--- BEGIN ---
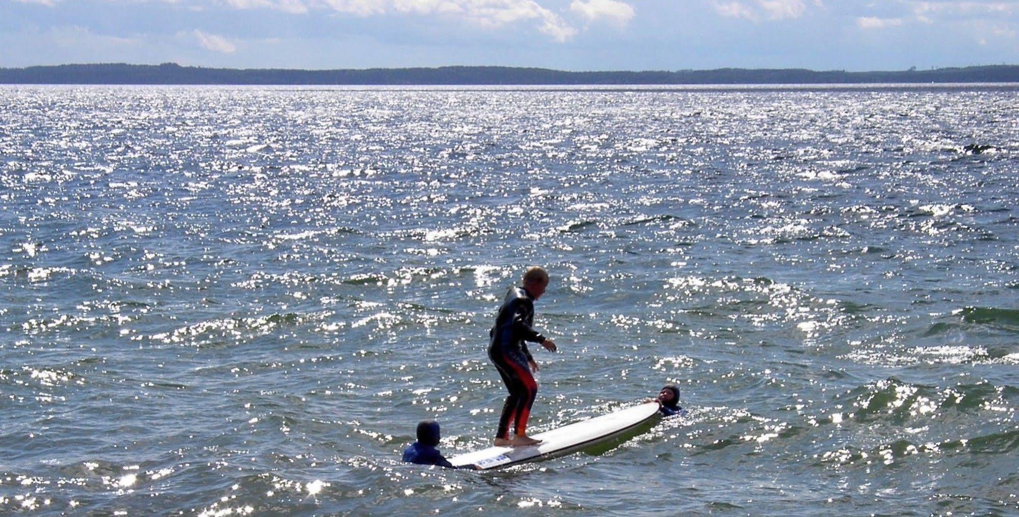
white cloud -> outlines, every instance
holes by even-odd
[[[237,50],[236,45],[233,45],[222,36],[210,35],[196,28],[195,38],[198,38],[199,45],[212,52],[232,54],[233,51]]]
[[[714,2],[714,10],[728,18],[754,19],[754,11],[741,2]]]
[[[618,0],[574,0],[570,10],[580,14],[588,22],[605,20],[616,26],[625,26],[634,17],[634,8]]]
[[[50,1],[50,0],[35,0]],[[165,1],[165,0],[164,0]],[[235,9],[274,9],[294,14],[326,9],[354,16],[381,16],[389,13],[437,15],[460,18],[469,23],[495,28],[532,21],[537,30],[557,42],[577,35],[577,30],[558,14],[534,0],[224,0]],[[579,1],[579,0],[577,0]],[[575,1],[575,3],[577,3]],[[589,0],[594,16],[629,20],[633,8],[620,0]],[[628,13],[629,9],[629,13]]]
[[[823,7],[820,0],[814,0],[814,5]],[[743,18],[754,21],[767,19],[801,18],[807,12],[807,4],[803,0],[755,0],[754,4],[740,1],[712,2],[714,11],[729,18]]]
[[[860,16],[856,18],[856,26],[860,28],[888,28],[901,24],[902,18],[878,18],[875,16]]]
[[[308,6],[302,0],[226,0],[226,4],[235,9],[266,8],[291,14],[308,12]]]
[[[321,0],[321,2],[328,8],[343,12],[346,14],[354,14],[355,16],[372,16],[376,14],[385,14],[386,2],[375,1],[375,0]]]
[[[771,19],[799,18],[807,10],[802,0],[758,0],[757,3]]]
--- END ---
--- BEGIN ---
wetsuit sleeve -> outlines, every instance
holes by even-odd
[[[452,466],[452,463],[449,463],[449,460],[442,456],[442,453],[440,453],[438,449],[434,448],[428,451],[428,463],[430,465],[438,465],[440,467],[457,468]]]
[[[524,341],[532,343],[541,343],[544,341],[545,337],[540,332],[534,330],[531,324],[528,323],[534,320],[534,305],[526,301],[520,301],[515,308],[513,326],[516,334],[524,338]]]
--- END ---
--- BEGIN ---
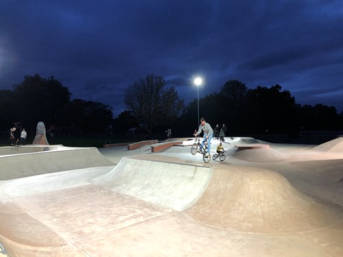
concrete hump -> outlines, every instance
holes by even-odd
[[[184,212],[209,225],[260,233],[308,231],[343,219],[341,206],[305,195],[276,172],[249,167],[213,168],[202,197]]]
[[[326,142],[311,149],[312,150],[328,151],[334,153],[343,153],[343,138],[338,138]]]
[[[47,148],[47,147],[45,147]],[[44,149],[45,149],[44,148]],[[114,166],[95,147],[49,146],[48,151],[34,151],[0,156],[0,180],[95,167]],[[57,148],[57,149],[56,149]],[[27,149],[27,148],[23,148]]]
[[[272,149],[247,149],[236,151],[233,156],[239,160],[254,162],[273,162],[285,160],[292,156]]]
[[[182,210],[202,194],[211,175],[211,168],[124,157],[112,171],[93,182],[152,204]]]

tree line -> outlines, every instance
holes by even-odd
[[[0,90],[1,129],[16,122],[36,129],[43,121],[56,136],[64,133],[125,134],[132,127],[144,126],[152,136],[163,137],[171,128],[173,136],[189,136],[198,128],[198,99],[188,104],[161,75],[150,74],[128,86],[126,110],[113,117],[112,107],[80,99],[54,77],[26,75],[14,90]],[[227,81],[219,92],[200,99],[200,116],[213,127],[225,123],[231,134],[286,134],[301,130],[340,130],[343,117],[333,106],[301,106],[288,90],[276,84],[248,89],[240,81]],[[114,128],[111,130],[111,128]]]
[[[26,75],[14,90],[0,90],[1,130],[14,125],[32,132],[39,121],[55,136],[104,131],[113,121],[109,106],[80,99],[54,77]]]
--- END ---
▶ _SET EXERCISE_
Please show every line of the data above that contains the word "instance", copying each such line in full.

▶ _OUTPUT BELOW_
white cloud -> outlines, every instance
wetsuit sleeve -> outlines, every instance
concrete hump -> outlines, every instance
tree line -> outlines, every instance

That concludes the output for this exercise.